● **WORK REQUIRED**
Your answer must be an exact transcription of every record below, with the pictures omitted.

● **Source records**

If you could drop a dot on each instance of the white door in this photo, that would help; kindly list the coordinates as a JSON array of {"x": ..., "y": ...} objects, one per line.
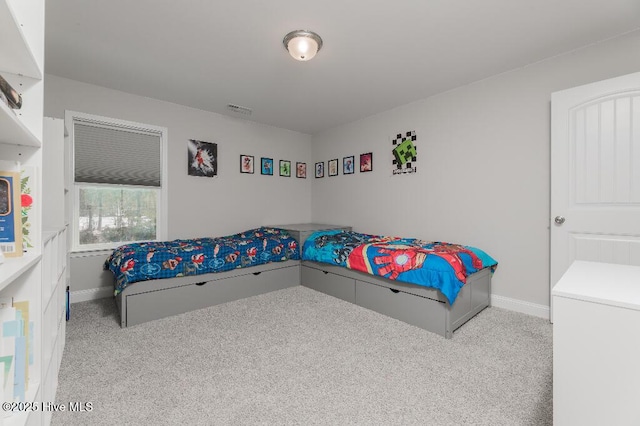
[{"x": 595, "y": 174}]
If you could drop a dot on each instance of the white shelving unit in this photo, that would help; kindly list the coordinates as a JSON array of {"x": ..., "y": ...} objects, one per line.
[{"x": 38, "y": 277}]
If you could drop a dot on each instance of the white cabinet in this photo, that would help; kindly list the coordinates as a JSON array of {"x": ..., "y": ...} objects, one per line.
[
  {"x": 38, "y": 278},
  {"x": 596, "y": 373}
]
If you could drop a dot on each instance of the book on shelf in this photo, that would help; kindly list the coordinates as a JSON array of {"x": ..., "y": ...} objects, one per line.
[
  {"x": 10, "y": 213},
  {"x": 29, "y": 199},
  {"x": 13, "y": 98}
]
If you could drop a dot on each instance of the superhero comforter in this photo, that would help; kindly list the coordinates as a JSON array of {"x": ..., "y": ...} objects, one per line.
[
  {"x": 443, "y": 266},
  {"x": 168, "y": 259}
]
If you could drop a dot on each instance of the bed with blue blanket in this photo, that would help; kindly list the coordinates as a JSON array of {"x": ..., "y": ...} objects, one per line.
[
  {"x": 161, "y": 278},
  {"x": 449, "y": 279}
]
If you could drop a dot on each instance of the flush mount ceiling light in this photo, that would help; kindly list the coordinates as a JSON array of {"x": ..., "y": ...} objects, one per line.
[{"x": 302, "y": 45}]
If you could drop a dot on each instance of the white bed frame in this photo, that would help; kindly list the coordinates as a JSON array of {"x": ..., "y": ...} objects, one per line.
[{"x": 421, "y": 306}]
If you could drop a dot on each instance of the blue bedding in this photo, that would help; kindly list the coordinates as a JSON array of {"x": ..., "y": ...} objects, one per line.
[
  {"x": 440, "y": 265},
  {"x": 168, "y": 259}
]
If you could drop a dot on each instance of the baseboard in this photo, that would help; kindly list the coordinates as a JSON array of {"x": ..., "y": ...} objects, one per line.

● **THE ANSWER**
If you could drop a dot on each instance of the white door in this photo, that would help; kindly list the coordinates as a JSON array of {"x": ..., "y": ...} objects, one per line.
[{"x": 595, "y": 174}]
If you could drop a dot on each instance of the white shelving unit in this photo, that would help; kindly list the coordinates as a JSON array of {"x": ..., "y": ...} objects, one per line.
[{"x": 38, "y": 277}]
If you could drop a dot on each instance of the white cabinet in this photo, that would help; kindly list the coordinates as a JSON array of {"x": ..., "y": ...} objects, one per line.
[
  {"x": 38, "y": 278},
  {"x": 596, "y": 373}
]
If you could drop a dot on each instance of the book on shelf in this photo, that would help; kindly list the coordinates as a JSON array of {"x": ..., "y": ...} objects, one per line.
[
  {"x": 10, "y": 213},
  {"x": 29, "y": 199},
  {"x": 13, "y": 98}
]
If you could drop a dot on each instance of the superhero comforter in this photo, that would help; kindly list the coordinates as a JSON array of {"x": ..., "y": ...} objects, one per line.
[
  {"x": 443, "y": 266},
  {"x": 168, "y": 259}
]
If you could drop a dot on each instance of the bed with blue blanket in this photo, that would help; kindly list the coordinates as a JSON array of {"x": ..., "y": ...} objects, one per line.
[
  {"x": 161, "y": 278},
  {"x": 449, "y": 279}
]
If you could drop a dot on each instance of the flush mount ceiling light in this photo, that would help; kindly list the coordinates as a JSON array of {"x": ..., "y": ...} objects, one per line.
[{"x": 302, "y": 45}]
If you could drop a dot on each instance of the white bed frame in this photo, that would help; kindly list the coordinates as a JSON array of {"x": ..., "y": ...} objects, one per line.
[{"x": 421, "y": 306}]
If you could drop a dot on each instance of the blue bedding in this photo, that would help; kindly list the coordinates as a JSON array of {"x": ..., "y": ...} objects, one per line.
[
  {"x": 440, "y": 265},
  {"x": 168, "y": 259}
]
If you could drop a dot on each instance of the baseboard in this photo, that would help; kindly list the coordinates as a JSON array of {"x": ..., "y": ...} objects, one per line.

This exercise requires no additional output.